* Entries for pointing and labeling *
****************

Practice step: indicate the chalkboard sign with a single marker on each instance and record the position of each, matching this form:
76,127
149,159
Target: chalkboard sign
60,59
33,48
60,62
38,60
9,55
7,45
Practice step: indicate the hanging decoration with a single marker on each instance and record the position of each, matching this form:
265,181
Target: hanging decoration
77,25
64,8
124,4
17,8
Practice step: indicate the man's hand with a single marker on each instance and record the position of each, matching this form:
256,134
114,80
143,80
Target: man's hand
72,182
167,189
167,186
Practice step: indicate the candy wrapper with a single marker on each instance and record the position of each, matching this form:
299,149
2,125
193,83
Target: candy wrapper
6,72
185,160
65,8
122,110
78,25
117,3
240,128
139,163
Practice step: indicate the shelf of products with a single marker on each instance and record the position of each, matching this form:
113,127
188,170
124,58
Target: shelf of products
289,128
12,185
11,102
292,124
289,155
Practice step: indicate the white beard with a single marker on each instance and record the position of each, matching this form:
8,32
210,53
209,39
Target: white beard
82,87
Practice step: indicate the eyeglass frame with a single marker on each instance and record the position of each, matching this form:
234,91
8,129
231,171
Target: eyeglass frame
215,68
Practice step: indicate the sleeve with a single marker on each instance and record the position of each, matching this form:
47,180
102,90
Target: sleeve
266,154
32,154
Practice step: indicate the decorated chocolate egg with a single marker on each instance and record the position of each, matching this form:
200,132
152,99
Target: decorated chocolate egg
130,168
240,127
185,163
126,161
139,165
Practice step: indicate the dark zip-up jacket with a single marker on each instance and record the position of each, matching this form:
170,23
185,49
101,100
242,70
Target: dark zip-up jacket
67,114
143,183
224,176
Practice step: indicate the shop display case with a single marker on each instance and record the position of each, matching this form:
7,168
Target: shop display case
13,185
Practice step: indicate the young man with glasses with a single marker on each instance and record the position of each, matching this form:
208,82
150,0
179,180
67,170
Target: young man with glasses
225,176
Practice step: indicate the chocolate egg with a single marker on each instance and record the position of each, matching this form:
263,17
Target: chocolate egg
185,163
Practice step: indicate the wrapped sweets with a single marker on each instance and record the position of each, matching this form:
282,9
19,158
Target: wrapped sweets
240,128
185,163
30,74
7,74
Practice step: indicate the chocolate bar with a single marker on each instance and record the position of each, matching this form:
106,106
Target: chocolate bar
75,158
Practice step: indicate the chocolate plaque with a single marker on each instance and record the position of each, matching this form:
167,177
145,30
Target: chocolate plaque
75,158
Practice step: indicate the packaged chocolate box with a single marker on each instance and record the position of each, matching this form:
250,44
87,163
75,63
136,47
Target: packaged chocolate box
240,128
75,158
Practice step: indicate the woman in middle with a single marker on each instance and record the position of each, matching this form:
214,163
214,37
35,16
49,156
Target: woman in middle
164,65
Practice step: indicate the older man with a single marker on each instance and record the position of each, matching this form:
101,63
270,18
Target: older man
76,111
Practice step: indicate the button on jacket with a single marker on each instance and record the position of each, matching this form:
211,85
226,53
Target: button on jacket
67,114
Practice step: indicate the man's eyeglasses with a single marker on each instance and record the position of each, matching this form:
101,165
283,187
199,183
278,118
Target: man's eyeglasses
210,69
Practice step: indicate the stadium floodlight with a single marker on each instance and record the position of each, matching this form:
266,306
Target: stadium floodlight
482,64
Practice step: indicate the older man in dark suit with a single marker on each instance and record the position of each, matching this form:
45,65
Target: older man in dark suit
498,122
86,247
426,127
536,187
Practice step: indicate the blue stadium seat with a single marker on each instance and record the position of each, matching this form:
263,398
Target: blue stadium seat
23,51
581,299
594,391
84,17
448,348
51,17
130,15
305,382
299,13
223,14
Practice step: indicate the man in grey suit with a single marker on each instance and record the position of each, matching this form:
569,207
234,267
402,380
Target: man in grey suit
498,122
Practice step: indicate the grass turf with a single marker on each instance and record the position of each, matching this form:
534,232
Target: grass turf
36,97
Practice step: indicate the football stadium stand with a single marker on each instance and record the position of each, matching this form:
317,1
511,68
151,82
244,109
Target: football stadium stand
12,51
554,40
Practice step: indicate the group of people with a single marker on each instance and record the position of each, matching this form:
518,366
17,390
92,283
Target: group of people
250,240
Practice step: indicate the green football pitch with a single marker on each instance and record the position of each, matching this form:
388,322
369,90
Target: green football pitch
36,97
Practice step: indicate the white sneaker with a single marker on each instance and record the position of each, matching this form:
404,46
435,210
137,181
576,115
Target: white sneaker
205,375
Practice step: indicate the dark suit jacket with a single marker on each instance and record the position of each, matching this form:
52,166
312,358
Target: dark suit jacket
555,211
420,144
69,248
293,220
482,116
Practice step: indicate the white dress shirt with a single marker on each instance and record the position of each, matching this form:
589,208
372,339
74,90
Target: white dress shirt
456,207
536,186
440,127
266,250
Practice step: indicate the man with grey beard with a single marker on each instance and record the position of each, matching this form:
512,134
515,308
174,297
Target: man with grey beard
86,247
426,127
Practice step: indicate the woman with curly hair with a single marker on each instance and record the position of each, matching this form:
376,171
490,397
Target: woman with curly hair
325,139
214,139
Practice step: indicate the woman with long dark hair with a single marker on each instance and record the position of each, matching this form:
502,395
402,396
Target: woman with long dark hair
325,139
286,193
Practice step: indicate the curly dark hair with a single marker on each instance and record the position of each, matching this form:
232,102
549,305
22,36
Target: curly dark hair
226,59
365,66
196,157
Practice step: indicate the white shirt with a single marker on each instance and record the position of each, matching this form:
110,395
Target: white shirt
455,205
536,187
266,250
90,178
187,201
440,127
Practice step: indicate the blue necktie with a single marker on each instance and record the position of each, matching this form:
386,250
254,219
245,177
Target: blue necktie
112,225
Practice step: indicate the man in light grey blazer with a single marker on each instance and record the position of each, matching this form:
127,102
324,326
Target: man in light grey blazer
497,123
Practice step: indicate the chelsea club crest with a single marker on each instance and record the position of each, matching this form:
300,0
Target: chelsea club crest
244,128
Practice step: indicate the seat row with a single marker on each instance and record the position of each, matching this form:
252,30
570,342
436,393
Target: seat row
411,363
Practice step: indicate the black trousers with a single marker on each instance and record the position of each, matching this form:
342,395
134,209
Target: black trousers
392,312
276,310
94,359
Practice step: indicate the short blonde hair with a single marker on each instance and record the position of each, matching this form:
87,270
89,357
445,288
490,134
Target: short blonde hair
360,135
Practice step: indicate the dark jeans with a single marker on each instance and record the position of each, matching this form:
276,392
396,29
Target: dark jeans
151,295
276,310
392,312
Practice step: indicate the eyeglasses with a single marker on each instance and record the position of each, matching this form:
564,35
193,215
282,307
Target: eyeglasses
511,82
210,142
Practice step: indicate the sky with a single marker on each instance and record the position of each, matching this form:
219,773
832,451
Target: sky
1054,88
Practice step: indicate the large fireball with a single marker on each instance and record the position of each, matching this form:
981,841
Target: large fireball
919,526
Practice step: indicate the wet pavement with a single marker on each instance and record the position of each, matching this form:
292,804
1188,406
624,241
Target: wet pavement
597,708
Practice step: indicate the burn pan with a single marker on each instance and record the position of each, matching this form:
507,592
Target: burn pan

****************

Rewrite every row above, replacing "single marker" with "single dot" wherever it occurs and leaving everything else unchanged.

Practice step: indicate the chalkboard sign with a single dot on each instance and record the position of each, matching this form:
76,127
149,159
Target: chalkboard sign
60,59
33,48
60,62
38,60
9,55
7,45
Practice step: indicate the hanging decoration with a single dot on each instance and record the position of each, matching this form:
265,181
Target: hanging decoration
77,25
64,8
124,4
17,8
Practice step: indicate the man's hand with a single dot on each instance and record the position of each, matching this form:
256,134
114,80
143,80
Target: man's hand
72,182
167,189
167,186
Practice step: indicate the candy wrapper with a single dot on each instance and record the position of each, matching this form:
299,149
2,125
193,83
Target: candy wrapper
6,72
185,160
65,8
122,110
78,25
117,3
240,128
139,163
Practice step: indicate the shelf of products with a single dot on each instance and record the position of each, matching this form:
113,127
188,170
124,58
Target: shelf of products
289,128
12,185
11,102
292,124
289,155
Practice step: indicate the white beard with a single dot on each instance and record the position of each, matching this form:
8,32
210,53
209,39
Target: white beard
82,87
Practice step: indicate the eyeglass frame with a single dot on each instance and record the position of each, matching this form:
234,91
8,129
231,171
Target: eyeglass frame
215,68
Practice step: indicate the sleeve with a single dot on each instance and record the position of each, matching this form:
47,180
102,90
Target: sleeve
266,154
32,154
Practice step: indicate the decorated chocolate egg with a single dot on each instance and record the position of each, matching this form:
200,132
152,99
Target: decorated chocolate egg
130,168
240,127
185,163
126,161
139,165
Practice step: indicate the dark zip-up jacket with a single dot on each instance and record the position of each, matching this form:
170,23
185,49
101,100
242,70
Target: dark zip-up jacket
67,114
143,183
224,176
Practice step: indicate the shop display case with a single dot on each instance and record the position of each, matching this form:
7,168
Target: shop display case
13,185
Practice step: indicate the young man with glasses with a single dot on each instance and record the position of each, matching this form:
208,82
150,0
179,180
67,170
Target: young man with glasses
225,176
Practice step: indicate the chocolate egg with a single dot on each instance and record the position of each, matching this form:
263,17
Target: chocolate egg
185,163
Practice step: indicate the wrapped sweets with a single dot on each instance and record the position of each, matching this form:
282,9
19,158
Target: wrapped sweets
240,128
185,163
30,74
7,74
Practice step: indicate the chocolate bar with a single dot on each instance and record the position of each, matching this form:
106,106
Target: chocolate bar
75,158
Practice step: indicate the chocolate plaque with a single dot on each instance and record the position of each, matching this form:
167,177
145,30
Target: chocolate plaque
75,158
Practice step: indicate the packaged chocolate box with a single dot on each instance and record the position of each, matching this form:
250,44
87,163
75,63
136,47
Target: packaged chocolate box
240,128
75,158
Practice step: indicate the woman in middle with a single dot on each instance and record the position of each, matching this form:
214,163
214,37
35,16
49,156
Target: woman in middle
164,65
Practice step: indicate the older man with a single dot on each instance and record the position of each, matching this form:
101,63
270,18
Target: older man
76,111
Practice step: indicate the button on jacket with a single dot on each instance and record the position of each, matching this form:
211,85
226,53
Target: button on jacket
67,114
Practice step: indicate the man's eyeglasses with a single dot on each instance and record the position of each, matching this form:
101,165
283,187
199,183
278,118
Target: man's eyeglasses
210,69
Practice step: indicate the stadium floodlight with a single dot on each instance and record the position of each, matching this form:
266,306
Target: stadium floodlight
482,64
Practice step: indicate the older man in dark suit with a single dot on each instance and record the position of each, matching this form:
45,65
Target: older man in dark suit
498,122
86,247
426,127
536,187
Practice step: indicate the blue stadium seat with a single dot on each instance and record the position of each, matching this form:
263,398
Target: blue stadium seat
23,51
581,299
594,391
84,17
448,348
51,17
130,15
305,382
299,13
223,14
Practice step: indicate the man in grey suit with a single dot on each instance and record the position of each, matching this form:
569,207
234,267
402,380
Target: man in grey suit
498,122
Practice step: indicate the grass turf with a single dot on each instance and record the position of each, matching this form:
534,232
Target: grass turf
36,97
Practice step: indicate the football stadium stand with a single dot on each instance and record the position of each, matching this form:
317,1
511,68
151,82
244,109
Target: football stadium stand
12,51
554,40
Practice step: indicate the group of people with a single dot on each instance and record the position of each, matching this form:
518,366
17,390
92,283
Target: group of people
250,240
Practice step: indicate the green football pitch with a single dot on each instance and record the position of each, matching this form:
388,322
369,90
Target: green football pitch
36,97
Practice step: indicate the white sneaker with a single dot on each instance and record the position of each, matching this form:
404,46
435,210
137,181
576,115
Target: white sneaker
205,375
Practice step: indicate the dark suit jacket with a single dot on each instance and record the position of each, matching this form:
52,166
312,358
Target: dark suit jacket
555,211
420,144
69,248
293,220
482,116
Practice step: indicate the white dress shirt with a single dot on each instance and record the position of each, matching this form:
589,208
372,339
74,90
Target: white dress shirt
456,207
536,186
440,127
266,250
Practice step: indicate the man with grey beard with a single dot on each instance and record the position of each, matching this form:
512,134
515,308
174,297
Target: man with grey beard
86,247
426,127
Practice step: indicate the woman with curly hair with a single dot on each instance and record the position of each, matching this form:
376,171
490,397
Target: woman with curly hair
325,139
214,139
Practice step: indicate the woman with long dark hair with a single dot on each instance and record the position of each, matching this form:
502,395
402,396
Target: woman with long dark hair
325,139
286,193
Practice step: indicate the curly dark hair with a single dot on each instance and record the position of each, matching this form:
232,102
549,305
22,36
Target: curly dark hair
226,59
365,66
196,157
Practice step: indicate the white shirt with a single dot on each instance and record the position of each, matching this form:
110,395
Target: white shirt
455,205
536,187
266,250
90,178
187,201
440,127
Practice step: indicate the blue necktie with a single dot on each instance and record the position of each, matching this form:
386,250
254,219
245,177
Target: blue necktie
112,225
Practice step: indicate the man in light grey blazer with a single dot on each instance and record the position of each, matching this form:
127,102
324,326
Target: man in light grey blazer
497,123
Practice step: indicate the chelsea club crest with a single dot on each instance and record the position of each, matching this form:
300,0
Target: chelsea club crest
244,128
Practice step: indicate the seat row with a single dot on each instance and record the position of each, matching this form:
252,30
570,342
436,393
Target: seat row
411,363
Practice step: indicate the black trousers with a single dot on each instance and record the position of each, matching this form:
342,395
134,209
Target: black trousers
392,312
276,310
94,359
Practice step: indicate the short blonde hair with a single dot on each instance and record the position of each, matching this form:
87,270
89,357
445,288
490,134
Target: short blonde hair
360,135
Practice step: indicate the dark jeans with a single dot on each instance and record the position of each, matching this form:
276,392
396,29
Target: dark jeans
151,295
276,310
392,312
Practice step: indicate the eyeglasses with a single dot on each instance and record the position of each, matching this form:
564,35
193,215
282,307
Target: eyeglasses
511,82
210,142
Practice step: indicate the sky with a single dot on each instance and record the position of each, matching this form:
219,773
832,451
Target: sky
1054,88
Practice step: indicate the large fireball with a single dot on each instance and record the position of each, matching this form:
981,841
Target: large fireball
919,526
Practice step: indicate the wet pavement with a single dot on each instance and record the position of each, matching this form:
292,804
1188,406
624,241
Target: wet pavement
597,708
Practice step: indicate the burn pan with a single dot on each instance and record the position of each, matching this form:
507,592
Target: burn pan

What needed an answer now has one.